◆ REQUIREMENT: Count the lines below that contain the word "asked". Give only the number.

------ PROVIDED MATERIAL ------

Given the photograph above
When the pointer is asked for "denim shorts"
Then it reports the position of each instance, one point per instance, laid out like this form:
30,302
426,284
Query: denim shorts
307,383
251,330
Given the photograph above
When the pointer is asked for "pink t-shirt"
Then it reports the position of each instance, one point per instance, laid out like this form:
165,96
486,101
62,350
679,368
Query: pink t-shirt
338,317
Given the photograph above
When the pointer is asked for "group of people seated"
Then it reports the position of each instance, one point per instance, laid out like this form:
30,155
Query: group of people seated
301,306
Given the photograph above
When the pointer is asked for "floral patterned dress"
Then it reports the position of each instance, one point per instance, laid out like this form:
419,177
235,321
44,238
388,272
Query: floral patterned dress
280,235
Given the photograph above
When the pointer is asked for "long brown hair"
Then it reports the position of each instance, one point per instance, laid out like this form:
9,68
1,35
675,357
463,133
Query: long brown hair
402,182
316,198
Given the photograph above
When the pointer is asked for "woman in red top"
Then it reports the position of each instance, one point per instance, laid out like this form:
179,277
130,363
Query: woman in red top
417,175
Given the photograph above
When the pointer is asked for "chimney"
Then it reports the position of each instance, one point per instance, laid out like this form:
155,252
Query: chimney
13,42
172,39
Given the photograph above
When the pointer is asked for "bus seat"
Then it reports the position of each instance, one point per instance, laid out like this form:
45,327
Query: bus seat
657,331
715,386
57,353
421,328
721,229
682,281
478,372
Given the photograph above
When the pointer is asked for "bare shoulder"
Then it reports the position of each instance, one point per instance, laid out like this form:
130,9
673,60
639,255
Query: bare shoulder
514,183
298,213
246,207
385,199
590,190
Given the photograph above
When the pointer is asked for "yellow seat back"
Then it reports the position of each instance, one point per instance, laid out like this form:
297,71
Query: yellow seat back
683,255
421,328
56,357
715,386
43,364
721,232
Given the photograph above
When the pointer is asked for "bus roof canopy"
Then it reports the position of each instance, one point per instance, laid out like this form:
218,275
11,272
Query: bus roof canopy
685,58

------

◆ WRITTEN RESPONSE: 11